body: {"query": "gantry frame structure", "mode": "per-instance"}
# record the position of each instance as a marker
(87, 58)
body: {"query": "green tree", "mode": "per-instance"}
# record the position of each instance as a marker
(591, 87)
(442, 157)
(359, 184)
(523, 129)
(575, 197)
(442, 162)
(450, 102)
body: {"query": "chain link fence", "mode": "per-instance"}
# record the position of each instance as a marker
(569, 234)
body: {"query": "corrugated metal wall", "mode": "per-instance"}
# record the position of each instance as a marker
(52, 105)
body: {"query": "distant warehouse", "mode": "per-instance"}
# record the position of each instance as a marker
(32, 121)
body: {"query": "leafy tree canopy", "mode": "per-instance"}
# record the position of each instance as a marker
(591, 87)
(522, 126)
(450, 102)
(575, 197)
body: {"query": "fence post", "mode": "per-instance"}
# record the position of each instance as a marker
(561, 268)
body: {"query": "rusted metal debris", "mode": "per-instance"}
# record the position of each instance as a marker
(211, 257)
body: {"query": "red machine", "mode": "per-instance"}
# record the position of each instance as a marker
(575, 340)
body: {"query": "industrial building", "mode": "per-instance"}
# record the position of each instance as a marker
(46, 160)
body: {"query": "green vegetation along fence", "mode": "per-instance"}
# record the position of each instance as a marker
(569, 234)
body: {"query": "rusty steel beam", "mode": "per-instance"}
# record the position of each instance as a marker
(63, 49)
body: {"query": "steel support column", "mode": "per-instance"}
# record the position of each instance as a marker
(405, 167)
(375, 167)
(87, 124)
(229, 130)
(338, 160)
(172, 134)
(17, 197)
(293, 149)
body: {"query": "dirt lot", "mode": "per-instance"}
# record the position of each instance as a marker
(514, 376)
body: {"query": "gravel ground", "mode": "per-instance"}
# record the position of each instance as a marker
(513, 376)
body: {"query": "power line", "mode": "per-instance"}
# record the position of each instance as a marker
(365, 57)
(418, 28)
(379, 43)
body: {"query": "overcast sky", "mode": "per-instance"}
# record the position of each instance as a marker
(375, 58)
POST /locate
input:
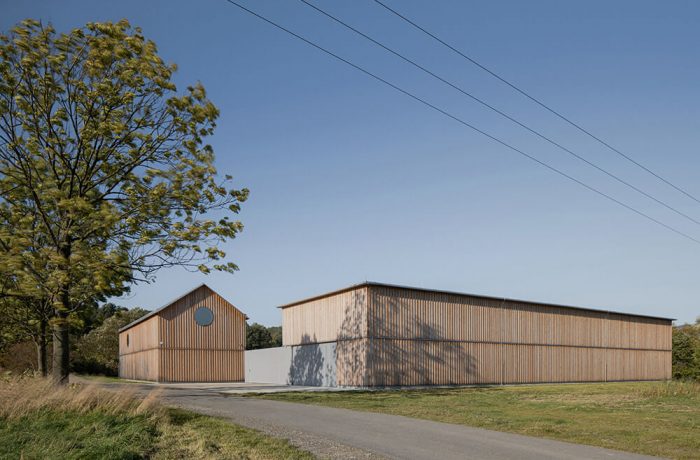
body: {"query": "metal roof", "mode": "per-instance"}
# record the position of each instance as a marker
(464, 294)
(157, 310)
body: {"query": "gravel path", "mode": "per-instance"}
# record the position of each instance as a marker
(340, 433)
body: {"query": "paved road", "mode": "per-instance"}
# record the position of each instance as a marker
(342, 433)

-=-=-

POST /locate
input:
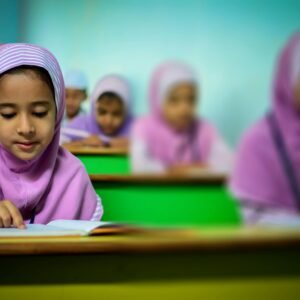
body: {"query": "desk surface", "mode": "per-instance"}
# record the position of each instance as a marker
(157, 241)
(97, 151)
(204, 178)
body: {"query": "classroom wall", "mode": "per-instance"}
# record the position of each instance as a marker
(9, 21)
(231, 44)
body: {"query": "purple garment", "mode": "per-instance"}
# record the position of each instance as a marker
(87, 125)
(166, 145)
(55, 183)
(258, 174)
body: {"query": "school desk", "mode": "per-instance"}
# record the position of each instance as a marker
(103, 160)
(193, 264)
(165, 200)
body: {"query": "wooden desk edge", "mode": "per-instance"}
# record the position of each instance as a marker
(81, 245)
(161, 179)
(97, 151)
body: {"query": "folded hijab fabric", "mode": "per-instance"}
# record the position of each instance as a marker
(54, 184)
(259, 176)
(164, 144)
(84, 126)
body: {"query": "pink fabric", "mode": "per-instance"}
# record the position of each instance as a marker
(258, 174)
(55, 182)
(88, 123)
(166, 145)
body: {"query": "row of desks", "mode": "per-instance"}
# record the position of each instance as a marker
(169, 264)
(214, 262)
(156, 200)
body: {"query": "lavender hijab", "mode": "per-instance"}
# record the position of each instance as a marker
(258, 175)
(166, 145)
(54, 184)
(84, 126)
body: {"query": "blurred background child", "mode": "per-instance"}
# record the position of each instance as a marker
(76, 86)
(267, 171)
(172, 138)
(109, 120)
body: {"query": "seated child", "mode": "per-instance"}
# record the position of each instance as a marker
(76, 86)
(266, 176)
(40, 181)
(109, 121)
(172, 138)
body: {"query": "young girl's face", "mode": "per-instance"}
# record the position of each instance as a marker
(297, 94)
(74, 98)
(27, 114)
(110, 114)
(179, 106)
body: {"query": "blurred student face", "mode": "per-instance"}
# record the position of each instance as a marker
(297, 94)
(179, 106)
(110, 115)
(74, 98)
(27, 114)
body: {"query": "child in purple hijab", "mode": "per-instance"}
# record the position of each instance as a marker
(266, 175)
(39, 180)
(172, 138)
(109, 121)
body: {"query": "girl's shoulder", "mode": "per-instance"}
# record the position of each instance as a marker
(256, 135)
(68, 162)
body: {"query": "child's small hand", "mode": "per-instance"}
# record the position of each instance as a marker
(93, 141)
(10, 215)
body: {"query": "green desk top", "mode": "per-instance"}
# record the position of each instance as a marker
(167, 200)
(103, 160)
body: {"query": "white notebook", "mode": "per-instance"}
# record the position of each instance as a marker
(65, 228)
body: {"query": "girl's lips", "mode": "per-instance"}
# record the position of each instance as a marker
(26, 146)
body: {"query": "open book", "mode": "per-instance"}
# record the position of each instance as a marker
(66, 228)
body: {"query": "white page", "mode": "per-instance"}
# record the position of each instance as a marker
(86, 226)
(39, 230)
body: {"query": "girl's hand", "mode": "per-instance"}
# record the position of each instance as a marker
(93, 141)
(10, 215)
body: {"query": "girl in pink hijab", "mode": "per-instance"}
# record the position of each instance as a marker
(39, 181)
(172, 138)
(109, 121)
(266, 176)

-=-=-

**WHAT IS REQUIRED:**
Locate every line in the rows above that contains the word "girl", and copy each one in full.

**SOLUTION BELOW:**
body: {"query": "young girl's face", "mode": "per-instance"}
body: {"query": "girl's shoulder", "mode": "per-instance"}
body: {"query": "girl's lips", "mode": "per-instance"}
body: {"query": "girl's hand", "mode": "per-instance"}
body: {"query": "girl in pink hijab", "mode": "per-instance"}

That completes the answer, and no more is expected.